What we know is as follows (or at least what I can remember):

-7 Magisters who were high priests to different Old Gods made an attempt to enter the Black City, I believe on the initiative of the Magister who would become known as Corypheus

-The attempt was so secret that the priests didn't tell each other their names instead going by titles

-The Magisters became infected by the taint during the attempt (Cory implies the infection was a willing choice)

-There is no record of any of the Magisters returning

-In the centuries that followed, Tevinter families claimed to be related to the seven magisters as a way to make themselves more prestigious

-After the rise of the Chantry, that practice ceased because the Chantry tied the rise of Darkspawn to attempt to enter the Gold City and any tie to the magisters became scandalous instead

 

So somehow we go from top secret project of seven people, to point of pride of a country.....without any of the people who had knowledge of the attempt managing to return. I doubt they had anyone else helping them with the project (other than blood donors who died), and even if they did it should have appeared to have been a failed attempt to all but the seven who went. So why were these people respected for nearly four centuries? I suppose if the Golden City was always visible in the same way that the Black City is always visible, the mages of the time might have observed the color change and taken a different interpretation of events than the Chantry would later put on it (for example, the seven managed to claim the golden power from the Golden City for themselves rather than corrupting the city). That still leaves the question of how exactly did the TI learn of the attempt in the first place.

WHAT TO WORK ON
In the excerpt about the seven Magisters, how did the priests address one another during their secret attempt?

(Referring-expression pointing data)
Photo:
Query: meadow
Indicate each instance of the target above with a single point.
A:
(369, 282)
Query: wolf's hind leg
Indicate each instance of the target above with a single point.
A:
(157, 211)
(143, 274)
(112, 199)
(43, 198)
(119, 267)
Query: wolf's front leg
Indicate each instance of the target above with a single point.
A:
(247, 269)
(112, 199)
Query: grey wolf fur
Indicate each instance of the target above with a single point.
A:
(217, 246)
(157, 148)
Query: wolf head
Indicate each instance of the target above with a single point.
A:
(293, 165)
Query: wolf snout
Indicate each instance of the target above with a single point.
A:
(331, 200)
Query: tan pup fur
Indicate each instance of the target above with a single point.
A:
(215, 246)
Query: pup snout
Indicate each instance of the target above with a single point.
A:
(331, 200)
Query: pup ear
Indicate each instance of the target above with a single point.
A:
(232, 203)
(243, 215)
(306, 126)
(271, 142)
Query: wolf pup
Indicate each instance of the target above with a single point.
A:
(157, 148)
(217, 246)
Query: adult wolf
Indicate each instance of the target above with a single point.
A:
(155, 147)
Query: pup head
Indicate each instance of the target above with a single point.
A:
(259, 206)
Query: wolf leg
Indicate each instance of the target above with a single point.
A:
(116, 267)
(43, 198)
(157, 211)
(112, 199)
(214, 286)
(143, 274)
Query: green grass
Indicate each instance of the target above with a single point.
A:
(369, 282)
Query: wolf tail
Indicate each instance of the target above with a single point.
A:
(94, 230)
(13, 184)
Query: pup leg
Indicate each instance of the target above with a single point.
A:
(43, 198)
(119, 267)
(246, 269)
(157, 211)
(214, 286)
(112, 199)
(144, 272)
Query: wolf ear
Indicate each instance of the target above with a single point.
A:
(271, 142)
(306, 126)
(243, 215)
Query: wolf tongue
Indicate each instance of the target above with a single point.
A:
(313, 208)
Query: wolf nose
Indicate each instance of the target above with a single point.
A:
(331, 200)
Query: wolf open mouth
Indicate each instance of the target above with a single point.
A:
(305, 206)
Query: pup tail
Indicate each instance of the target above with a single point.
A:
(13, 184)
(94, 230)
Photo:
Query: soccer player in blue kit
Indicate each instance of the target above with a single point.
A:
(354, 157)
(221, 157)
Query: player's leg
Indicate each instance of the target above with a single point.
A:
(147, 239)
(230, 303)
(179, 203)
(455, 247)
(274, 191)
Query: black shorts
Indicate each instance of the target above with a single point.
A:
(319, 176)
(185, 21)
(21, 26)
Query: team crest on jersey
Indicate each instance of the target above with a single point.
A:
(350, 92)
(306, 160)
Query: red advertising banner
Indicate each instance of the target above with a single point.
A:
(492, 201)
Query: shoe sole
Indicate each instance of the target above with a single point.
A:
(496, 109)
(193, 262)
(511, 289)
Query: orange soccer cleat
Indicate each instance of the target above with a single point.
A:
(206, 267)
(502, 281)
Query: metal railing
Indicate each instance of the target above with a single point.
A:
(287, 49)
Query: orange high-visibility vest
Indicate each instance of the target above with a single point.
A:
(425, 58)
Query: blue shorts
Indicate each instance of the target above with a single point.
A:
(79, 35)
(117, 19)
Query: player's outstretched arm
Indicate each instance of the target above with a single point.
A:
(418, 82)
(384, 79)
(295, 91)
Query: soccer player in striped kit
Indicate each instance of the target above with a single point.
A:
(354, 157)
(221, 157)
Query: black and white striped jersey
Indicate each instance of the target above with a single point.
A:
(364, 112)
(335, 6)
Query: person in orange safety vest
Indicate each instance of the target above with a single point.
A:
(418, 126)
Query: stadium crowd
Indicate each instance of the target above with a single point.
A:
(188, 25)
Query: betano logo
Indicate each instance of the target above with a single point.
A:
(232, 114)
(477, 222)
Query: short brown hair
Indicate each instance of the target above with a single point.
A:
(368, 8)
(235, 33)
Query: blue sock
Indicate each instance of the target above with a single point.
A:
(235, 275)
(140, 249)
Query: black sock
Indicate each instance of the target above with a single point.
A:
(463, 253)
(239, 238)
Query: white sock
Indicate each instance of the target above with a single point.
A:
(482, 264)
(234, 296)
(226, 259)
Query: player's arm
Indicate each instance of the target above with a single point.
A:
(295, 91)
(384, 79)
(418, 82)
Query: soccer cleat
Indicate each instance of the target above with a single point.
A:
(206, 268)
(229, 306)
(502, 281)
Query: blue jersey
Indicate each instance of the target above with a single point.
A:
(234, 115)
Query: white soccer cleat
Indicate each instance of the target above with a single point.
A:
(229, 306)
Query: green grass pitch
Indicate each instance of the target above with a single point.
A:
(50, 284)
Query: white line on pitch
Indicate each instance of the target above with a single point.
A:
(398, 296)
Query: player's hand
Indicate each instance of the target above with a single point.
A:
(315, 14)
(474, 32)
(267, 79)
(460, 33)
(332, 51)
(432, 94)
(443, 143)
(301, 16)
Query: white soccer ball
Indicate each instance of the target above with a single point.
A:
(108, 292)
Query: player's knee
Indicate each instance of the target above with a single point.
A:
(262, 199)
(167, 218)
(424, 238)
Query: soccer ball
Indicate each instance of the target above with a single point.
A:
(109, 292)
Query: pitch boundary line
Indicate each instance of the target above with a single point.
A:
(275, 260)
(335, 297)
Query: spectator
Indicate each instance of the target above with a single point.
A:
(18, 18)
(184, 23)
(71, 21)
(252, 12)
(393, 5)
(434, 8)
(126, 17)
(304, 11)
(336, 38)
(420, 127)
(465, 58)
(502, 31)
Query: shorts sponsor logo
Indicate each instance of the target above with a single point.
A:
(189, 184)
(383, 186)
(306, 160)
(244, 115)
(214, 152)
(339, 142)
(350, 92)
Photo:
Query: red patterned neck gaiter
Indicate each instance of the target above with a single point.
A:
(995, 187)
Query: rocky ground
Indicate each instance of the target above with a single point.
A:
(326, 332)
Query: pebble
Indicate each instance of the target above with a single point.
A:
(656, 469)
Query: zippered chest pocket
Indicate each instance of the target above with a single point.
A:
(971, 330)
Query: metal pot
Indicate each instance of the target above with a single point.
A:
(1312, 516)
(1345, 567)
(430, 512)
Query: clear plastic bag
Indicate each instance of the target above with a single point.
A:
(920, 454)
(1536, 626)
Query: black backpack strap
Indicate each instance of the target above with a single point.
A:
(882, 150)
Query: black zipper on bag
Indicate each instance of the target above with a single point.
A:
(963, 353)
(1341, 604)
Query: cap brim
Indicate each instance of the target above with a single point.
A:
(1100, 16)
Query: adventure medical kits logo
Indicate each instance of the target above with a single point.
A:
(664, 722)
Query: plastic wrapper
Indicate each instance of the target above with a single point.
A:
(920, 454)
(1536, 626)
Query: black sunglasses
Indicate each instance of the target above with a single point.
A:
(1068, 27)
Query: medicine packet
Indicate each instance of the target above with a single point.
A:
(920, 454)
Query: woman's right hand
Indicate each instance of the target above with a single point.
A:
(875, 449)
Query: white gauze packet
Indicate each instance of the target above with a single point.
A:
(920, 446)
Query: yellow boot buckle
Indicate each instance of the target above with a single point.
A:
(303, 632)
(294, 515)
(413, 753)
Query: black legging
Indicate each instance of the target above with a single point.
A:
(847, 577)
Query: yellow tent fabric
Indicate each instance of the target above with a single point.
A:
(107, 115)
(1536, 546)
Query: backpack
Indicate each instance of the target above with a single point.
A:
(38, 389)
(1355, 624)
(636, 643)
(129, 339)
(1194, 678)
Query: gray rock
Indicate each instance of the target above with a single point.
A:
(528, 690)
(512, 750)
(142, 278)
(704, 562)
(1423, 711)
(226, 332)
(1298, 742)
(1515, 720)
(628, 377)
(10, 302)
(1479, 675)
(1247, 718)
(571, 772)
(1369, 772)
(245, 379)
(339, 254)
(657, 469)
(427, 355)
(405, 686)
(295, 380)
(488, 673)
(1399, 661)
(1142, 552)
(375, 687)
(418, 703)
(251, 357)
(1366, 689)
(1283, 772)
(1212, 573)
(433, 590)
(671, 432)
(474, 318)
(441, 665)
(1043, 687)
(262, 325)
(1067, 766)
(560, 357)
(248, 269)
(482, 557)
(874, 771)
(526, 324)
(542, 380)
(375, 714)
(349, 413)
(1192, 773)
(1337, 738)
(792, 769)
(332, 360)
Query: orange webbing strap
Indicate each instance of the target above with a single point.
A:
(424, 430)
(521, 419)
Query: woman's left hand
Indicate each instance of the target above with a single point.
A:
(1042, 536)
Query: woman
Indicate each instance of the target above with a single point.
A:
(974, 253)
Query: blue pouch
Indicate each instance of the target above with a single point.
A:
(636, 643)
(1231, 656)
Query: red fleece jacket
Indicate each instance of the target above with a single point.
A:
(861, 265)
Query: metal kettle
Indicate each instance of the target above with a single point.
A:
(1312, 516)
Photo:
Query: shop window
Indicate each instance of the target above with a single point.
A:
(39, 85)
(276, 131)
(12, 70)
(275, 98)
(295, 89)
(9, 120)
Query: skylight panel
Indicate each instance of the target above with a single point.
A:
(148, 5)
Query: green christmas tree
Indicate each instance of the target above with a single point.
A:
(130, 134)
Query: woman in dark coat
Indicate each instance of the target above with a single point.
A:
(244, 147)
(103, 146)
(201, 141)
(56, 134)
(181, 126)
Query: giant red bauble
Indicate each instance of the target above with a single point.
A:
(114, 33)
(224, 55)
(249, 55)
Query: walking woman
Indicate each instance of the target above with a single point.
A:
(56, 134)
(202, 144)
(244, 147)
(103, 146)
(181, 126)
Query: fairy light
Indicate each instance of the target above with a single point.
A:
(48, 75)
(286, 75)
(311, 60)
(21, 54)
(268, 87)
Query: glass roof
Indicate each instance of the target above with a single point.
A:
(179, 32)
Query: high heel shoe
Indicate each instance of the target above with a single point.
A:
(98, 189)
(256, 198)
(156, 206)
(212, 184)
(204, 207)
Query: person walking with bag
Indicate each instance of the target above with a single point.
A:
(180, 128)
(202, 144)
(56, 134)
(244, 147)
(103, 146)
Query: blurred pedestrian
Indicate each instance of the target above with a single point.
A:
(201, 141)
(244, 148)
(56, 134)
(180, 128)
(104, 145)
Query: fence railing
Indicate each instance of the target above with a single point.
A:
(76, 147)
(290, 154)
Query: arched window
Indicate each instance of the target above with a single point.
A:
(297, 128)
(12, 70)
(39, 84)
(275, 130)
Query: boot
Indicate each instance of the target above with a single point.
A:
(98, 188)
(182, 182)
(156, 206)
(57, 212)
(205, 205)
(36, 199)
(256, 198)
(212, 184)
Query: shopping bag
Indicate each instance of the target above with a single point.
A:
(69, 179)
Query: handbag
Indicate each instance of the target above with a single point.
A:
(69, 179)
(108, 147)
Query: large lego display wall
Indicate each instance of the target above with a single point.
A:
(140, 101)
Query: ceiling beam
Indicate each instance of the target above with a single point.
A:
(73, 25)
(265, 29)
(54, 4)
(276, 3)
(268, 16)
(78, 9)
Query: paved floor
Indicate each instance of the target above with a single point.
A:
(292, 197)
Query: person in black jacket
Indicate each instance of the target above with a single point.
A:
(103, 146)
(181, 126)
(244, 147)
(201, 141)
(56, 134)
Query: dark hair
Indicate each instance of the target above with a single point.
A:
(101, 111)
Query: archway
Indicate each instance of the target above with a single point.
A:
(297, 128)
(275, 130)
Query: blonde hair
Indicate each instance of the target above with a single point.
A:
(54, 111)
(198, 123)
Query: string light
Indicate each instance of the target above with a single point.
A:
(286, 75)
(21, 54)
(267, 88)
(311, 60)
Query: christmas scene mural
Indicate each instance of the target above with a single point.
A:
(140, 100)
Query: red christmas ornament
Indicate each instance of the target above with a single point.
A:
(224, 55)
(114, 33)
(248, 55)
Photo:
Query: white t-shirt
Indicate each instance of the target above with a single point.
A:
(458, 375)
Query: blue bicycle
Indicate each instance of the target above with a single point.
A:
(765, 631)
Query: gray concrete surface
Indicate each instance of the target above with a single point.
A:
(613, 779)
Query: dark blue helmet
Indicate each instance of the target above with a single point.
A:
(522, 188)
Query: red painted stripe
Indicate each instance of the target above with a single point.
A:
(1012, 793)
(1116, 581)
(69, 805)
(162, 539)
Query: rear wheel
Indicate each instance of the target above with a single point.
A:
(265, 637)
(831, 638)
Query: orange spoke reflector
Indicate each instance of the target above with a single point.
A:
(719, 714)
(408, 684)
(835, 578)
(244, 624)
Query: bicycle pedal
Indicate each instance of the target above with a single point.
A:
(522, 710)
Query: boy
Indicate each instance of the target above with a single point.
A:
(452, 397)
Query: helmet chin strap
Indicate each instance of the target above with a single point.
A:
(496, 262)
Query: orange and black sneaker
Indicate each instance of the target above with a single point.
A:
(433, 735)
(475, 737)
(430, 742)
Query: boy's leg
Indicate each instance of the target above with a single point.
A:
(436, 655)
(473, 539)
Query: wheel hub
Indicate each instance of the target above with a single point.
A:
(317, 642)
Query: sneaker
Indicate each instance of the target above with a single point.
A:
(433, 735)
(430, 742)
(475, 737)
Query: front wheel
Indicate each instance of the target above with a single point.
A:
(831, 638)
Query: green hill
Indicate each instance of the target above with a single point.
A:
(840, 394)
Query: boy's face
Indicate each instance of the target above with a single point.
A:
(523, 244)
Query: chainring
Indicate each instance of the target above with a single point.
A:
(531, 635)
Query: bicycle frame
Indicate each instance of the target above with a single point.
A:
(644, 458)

YOUR RESPONSE
They went by titles instead of telling each other their names.